List every line of the listing below that contains the string "with", copying each such line in full.

[Point-labeling listing]
++++++++

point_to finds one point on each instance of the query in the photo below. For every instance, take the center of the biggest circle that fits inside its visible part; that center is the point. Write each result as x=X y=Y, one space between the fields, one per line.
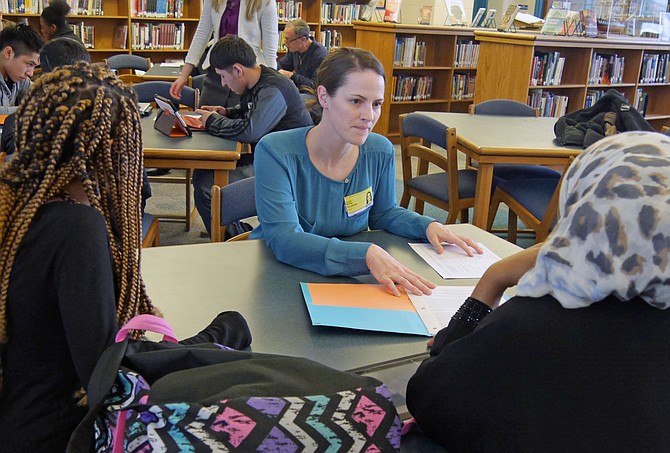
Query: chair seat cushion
x=437 y=184
x=532 y=194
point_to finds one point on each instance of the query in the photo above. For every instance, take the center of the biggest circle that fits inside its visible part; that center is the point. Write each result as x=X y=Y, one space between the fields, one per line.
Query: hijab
x=612 y=236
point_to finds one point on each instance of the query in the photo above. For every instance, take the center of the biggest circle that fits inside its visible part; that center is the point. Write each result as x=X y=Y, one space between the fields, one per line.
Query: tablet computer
x=168 y=107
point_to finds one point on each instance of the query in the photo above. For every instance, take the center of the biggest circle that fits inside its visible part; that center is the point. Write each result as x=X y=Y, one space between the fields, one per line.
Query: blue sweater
x=301 y=211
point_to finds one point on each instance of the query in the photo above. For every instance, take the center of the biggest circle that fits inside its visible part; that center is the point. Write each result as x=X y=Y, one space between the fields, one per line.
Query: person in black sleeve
x=70 y=239
x=269 y=102
x=578 y=360
x=304 y=55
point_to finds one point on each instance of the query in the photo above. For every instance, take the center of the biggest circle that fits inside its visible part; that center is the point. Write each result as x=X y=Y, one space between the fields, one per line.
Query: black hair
x=60 y=52
x=22 y=39
x=55 y=13
x=231 y=50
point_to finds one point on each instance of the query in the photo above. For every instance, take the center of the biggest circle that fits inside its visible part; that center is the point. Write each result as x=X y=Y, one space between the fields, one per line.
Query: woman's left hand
x=437 y=233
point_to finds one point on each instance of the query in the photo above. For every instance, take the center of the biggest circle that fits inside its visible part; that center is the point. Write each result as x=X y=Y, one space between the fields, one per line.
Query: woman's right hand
x=390 y=272
x=177 y=86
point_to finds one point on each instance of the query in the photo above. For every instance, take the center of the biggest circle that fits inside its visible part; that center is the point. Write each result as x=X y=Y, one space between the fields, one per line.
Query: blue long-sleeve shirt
x=301 y=211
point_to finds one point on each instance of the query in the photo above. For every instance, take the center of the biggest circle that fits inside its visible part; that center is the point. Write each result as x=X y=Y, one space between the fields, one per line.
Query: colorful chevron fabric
x=360 y=420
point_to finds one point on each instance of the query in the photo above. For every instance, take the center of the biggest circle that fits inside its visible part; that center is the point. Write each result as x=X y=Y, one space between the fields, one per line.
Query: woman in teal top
x=338 y=179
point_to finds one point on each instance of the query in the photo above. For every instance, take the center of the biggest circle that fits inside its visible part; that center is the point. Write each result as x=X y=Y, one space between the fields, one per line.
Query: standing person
x=53 y=23
x=578 y=360
x=255 y=21
x=269 y=102
x=70 y=250
x=338 y=179
x=304 y=55
x=19 y=55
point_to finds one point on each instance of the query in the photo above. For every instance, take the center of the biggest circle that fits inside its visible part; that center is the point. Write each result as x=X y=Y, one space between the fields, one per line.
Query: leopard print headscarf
x=613 y=231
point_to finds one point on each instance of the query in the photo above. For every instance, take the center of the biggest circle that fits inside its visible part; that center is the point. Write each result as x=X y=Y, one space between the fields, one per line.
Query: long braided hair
x=78 y=123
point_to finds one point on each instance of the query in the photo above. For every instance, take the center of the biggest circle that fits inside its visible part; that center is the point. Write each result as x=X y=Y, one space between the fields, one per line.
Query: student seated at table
x=578 y=360
x=19 y=55
x=338 y=179
x=269 y=102
x=70 y=251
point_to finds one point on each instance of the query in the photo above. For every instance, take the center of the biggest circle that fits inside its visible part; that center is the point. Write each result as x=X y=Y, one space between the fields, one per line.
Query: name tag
x=358 y=202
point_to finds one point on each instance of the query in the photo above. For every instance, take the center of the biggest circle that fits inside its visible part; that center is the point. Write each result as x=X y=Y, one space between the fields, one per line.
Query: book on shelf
x=476 y=21
x=456 y=12
x=120 y=40
x=587 y=19
x=425 y=15
x=508 y=18
x=392 y=11
x=554 y=22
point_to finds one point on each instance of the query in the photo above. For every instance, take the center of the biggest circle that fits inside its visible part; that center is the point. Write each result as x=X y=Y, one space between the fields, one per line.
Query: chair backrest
x=198 y=81
x=232 y=203
x=127 y=61
x=506 y=107
x=146 y=91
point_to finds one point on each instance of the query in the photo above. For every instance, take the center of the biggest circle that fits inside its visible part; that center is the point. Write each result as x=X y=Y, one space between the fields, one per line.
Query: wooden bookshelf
x=505 y=65
x=439 y=63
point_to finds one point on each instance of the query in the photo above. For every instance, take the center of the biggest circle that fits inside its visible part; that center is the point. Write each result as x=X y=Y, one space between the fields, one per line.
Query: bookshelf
x=446 y=57
x=163 y=37
x=591 y=67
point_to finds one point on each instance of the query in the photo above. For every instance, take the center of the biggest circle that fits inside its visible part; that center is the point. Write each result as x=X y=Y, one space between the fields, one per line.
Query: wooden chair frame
x=419 y=148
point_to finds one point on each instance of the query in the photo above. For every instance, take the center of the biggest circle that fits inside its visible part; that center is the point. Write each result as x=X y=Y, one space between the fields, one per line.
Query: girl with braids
x=70 y=250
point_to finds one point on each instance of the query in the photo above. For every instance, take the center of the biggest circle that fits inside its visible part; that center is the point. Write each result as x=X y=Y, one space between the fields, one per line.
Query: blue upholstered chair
x=150 y=231
x=534 y=201
x=450 y=189
x=232 y=203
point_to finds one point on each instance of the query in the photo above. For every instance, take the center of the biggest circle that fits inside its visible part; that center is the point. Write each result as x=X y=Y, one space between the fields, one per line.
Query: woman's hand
x=504 y=274
x=437 y=233
x=389 y=272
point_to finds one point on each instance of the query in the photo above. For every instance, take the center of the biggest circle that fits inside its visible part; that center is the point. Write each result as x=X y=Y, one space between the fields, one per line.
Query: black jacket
x=587 y=126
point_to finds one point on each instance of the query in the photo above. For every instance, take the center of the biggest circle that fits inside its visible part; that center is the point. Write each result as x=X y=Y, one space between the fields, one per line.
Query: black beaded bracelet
x=472 y=312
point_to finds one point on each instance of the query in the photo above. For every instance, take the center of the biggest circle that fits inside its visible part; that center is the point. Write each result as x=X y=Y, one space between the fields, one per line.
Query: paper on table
x=437 y=309
x=454 y=263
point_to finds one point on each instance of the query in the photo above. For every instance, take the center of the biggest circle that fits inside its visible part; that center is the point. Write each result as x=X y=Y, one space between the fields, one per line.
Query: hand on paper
x=389 y=272
x=436 y=233
x=504 y=274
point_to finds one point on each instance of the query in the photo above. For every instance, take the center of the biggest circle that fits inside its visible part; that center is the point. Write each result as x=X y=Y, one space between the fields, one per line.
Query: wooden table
x=200 y=151
x=503 y=140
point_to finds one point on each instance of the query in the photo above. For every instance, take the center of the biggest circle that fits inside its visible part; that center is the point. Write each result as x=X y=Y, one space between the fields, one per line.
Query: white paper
x=454 y=262
x=437 y=309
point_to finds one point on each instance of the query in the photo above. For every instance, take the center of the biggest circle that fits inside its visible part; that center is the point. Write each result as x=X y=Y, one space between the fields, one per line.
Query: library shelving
x=636 y=67
x=439 y=63
x=124 y=26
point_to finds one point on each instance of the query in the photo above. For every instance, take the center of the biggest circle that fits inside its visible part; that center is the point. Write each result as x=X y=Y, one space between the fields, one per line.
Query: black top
x=61 y=313
x=273 y=104
x=304 y=65
x=534 y=376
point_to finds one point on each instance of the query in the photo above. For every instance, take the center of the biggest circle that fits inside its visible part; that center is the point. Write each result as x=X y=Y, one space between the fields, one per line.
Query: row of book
x=289 y=10
x=282 y=40
x=606 y=69
x=335 y=13
x=655 y=68
x=467 y=54
x=411 y=88
x=550 y=104
x=78 y=7
x=408 y=52
x=158 y=8
x=151 y=36
x=641 y=98
x=85 y=32
x=330 y=39
x=546 y=69
x=463 y=86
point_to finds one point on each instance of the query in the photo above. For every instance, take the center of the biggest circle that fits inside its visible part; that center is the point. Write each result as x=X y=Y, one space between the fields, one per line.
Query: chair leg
x=404 y=201
x=511 y=227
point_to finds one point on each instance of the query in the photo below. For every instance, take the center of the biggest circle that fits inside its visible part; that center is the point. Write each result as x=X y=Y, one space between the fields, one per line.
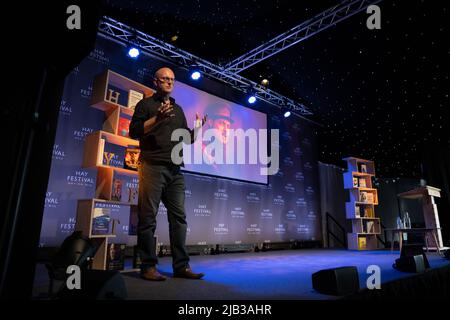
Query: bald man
x=154 y=120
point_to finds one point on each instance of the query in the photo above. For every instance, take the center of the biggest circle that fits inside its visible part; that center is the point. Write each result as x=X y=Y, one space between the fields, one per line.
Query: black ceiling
x=380 y=94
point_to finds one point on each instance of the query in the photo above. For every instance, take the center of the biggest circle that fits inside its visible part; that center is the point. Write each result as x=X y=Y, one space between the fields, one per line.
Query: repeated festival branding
x=237 y=213
x=58 y=153
x=80 y=178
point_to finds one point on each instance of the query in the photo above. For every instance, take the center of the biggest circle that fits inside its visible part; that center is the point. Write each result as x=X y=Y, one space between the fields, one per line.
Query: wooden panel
x=103 y=187
x=91 y=146
x=99 y=91
x=99 y=261
x=84 y=216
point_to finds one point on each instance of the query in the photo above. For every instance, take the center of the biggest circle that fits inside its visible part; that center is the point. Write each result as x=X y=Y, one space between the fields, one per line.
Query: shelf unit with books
x=114 y=155
x=361 y=207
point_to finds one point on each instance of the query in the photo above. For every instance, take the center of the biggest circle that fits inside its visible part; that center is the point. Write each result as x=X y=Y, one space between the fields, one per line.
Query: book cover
x=124 y=125
x=133 y=98
x=370 y=227
x=116 y=95
x=132 y=157
x=115 y=259
x=132 y=224
x=362 y=243
x=116 y=193
x=363 y=168
x=129 y=187
x=364 y=227
x=357 y=211
x=101 y=149
x=101 y=222
x=113 y=155
x=369 y=213
x=363 y=196
x=362 y=183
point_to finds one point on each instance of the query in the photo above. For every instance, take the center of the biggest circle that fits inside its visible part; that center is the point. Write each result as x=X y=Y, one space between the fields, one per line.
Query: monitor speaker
x=337 y=281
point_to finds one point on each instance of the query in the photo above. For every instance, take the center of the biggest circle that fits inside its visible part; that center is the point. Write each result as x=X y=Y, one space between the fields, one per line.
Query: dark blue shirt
x=156 y=145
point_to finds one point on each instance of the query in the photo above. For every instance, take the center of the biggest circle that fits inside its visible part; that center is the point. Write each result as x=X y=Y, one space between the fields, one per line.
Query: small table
x=429 y=208
x=425 y=231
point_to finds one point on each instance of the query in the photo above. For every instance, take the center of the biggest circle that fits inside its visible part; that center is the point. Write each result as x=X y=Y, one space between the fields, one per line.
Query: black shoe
x=152 y=274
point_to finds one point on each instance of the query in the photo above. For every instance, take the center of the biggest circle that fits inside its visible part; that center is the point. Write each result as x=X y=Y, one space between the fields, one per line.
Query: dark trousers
x=161 y=183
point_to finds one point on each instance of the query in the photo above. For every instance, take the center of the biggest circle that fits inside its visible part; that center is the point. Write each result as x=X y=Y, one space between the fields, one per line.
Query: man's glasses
x=166 y=79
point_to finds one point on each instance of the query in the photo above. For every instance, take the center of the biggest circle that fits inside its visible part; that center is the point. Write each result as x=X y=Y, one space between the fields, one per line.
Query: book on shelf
x=101 y=221
x=362 y=243
x=357 y=211
x=131 y=158
x=133 y=221
x=115 y=259
x=369 y=212
x=116 y=193
x=133 y=98
x=127 y=188
x=362 y=183
x=363 y=196
x=113 y=155
x=101 y=149
x=116 y=95
x=370 y=226
x=124 y=125
x=363 y=168
x=369 y=197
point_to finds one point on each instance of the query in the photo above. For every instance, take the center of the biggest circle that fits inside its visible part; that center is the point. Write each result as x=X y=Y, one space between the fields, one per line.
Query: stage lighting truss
x=121 y=33
x=303 y=31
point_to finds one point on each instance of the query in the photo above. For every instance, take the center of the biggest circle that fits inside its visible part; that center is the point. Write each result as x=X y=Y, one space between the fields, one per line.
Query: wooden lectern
x=430 y=212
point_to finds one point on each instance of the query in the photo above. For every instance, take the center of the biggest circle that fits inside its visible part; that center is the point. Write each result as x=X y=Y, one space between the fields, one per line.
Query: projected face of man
x=223 y=125
x=164 y=81
x=220 y=120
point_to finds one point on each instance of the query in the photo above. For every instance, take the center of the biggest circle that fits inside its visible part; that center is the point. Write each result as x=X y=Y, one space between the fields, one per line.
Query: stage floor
x=277 y=275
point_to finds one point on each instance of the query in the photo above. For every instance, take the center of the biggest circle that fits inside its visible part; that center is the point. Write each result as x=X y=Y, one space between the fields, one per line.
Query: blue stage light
x=133 y=52
x=195 y=75
x=251 y=99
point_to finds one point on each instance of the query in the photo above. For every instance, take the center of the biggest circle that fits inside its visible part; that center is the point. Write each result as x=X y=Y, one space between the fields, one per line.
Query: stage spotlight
x=133 y=52
x=195 y=75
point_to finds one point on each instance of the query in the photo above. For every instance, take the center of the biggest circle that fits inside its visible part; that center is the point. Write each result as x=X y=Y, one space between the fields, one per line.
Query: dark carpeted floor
x=277 y=275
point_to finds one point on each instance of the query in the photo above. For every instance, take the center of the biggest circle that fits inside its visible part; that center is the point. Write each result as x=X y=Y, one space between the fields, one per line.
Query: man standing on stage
x=154 y=120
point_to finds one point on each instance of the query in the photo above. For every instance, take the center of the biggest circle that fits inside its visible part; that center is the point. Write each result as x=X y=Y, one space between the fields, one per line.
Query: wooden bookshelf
x=361 y=206
x=107 y=88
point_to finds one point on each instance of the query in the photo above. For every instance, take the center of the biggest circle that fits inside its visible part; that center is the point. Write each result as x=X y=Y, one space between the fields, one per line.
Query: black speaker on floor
x=337 y=281
x=447 y=254
x=412 y=259
x=410 y=264
x=97 y=285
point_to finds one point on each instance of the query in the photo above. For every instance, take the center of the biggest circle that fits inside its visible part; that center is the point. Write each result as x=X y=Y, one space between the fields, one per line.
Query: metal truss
x=124 y=34
x=299 y=33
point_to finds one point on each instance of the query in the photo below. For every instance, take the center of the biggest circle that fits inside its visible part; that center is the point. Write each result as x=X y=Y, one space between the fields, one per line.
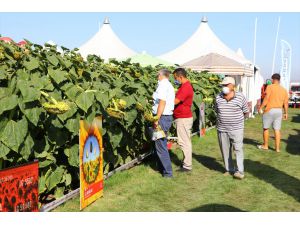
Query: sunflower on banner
x=91 y=162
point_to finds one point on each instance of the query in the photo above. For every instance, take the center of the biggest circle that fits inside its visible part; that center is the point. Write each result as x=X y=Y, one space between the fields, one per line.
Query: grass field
x=272 y=180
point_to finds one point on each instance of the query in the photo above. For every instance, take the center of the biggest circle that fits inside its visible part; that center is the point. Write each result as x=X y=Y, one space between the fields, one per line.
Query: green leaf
x=45 y=163
x=52 y=59
x=68 y=178
x=3 y=150
x=26 y=149
x=69 y=113
x=42 y=184
x=8 y=103
x=14 y=134
x=57 y=136
x=33 y=115
x=57 y=75
x=54 y=178
x=131 y=116
x=32 y=64
x=73 y=155
x=85 y=100
x=115 y=135
x=103 y=99
x=29 y=94
x=73 y=92
x=73 y=125
x=59 y=192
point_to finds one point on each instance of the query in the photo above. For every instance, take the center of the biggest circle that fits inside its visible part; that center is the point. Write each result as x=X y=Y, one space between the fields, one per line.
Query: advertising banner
x=202 y=119
x=19 y=188
x=91 y=162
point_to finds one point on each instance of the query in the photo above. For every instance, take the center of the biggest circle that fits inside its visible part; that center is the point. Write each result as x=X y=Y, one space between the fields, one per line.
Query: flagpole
x=275 y=48
x=254 y=45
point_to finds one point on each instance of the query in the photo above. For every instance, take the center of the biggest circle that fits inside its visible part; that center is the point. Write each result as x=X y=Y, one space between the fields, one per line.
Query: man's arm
x=266 y=99
x=177 y=101
x=160 y=108
x=245 y=107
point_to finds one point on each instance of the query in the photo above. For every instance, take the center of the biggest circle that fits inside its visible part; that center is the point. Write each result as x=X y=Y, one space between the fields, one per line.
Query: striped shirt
x=230 y=114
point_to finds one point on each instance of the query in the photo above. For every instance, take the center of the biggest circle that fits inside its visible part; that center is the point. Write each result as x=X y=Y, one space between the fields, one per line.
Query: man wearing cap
x=231 y=108
x=163 y=108
x=184 y=117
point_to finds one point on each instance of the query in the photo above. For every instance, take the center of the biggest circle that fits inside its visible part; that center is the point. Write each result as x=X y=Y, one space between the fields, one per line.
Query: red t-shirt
x=185 y=94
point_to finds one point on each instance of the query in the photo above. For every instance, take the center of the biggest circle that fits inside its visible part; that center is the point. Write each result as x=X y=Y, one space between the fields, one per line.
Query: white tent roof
x=219 y=64
x=106 y=44
x=240 y=53
x=202 y=42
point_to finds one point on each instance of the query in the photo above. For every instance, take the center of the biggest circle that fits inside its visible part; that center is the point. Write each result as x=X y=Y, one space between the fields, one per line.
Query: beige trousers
x=184 y=128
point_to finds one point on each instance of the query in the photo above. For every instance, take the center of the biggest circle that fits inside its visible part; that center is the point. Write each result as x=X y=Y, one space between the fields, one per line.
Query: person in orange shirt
x=276 y=98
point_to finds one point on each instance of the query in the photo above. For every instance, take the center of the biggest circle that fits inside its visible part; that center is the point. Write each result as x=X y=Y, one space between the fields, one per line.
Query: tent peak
x=204 y=19
x=106 y=20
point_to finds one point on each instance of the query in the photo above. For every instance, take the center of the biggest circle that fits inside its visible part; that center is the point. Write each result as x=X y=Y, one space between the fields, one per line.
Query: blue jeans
x=161 y=147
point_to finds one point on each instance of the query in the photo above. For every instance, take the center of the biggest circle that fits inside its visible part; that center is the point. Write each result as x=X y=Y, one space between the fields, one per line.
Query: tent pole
x=275 y=48
x=254 y=44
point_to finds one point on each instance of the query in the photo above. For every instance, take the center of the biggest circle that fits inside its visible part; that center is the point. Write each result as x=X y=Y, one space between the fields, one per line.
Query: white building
x=106 y=44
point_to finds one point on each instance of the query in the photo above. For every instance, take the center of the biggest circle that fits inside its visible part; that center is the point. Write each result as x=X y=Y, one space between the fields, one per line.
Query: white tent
x=106 y=44
x=202 y=42
x=251 y=86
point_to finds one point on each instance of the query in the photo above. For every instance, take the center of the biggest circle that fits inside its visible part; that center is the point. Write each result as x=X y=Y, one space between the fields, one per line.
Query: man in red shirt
x=184 y=117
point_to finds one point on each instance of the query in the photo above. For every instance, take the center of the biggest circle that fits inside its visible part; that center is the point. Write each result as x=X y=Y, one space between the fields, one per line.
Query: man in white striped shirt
x=231 y=108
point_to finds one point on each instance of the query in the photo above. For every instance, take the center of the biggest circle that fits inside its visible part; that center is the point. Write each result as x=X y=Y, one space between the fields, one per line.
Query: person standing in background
x=276 y=99
x=184 y=117
x=264 y=89
x=163 y=108
x=231 y=108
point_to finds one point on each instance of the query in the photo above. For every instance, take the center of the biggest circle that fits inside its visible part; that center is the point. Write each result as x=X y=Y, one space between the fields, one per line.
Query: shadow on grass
x=175 y=159
x=209 y=162
x=296 y=119
x=251 y=142
x=293 y=143
x=280 y=180
x=216 y=208
x=155 y=164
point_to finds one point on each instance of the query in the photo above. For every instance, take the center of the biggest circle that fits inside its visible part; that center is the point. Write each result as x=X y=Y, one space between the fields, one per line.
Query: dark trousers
x=161 y=147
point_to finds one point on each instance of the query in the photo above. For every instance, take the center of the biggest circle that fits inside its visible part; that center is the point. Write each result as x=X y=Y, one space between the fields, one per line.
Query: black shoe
x=183 y=170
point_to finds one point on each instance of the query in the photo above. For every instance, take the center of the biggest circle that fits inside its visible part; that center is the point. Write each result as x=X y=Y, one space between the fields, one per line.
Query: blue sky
x=158 y=33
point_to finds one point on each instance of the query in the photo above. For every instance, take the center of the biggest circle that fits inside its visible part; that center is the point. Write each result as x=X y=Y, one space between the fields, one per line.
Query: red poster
x=19 y=188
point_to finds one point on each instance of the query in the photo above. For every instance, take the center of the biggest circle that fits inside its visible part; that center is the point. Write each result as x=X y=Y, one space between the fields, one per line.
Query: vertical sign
x=19 y=188
x=91 y=162
x=202 y=119
x=286 y=57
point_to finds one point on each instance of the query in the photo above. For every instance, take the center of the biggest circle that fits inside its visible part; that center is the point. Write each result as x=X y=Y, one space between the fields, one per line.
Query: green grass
x=272 y=180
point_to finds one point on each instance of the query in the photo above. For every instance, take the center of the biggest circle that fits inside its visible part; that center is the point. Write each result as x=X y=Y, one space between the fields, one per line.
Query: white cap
x=228 y=80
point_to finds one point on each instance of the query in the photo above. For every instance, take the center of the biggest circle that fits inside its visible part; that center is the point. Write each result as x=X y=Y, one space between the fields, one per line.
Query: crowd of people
x=231 y=109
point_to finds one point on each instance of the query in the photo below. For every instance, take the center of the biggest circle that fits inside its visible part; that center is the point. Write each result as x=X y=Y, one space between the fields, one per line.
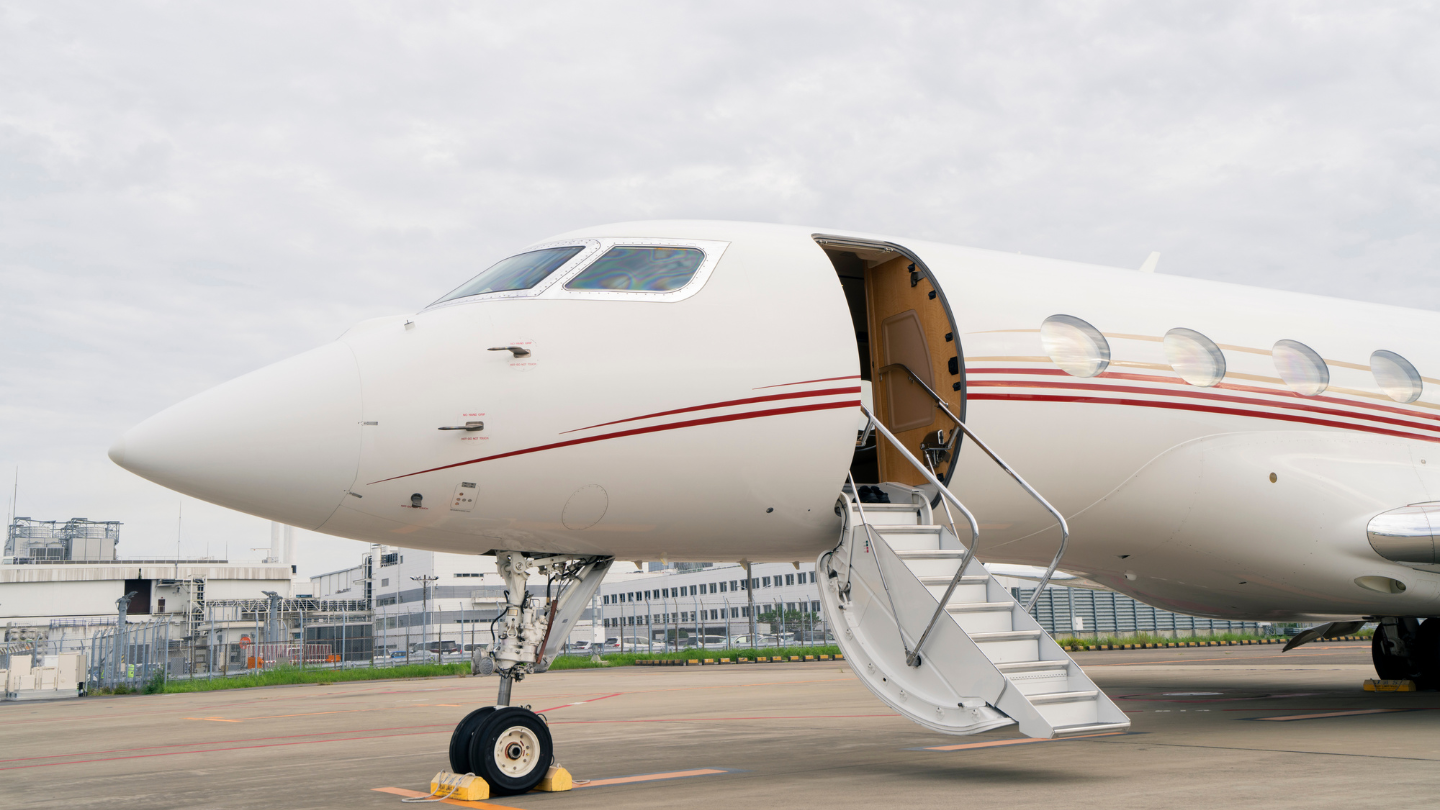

++++++++

* ANSWER:
Query: girl with braids
Query: shelf unit with books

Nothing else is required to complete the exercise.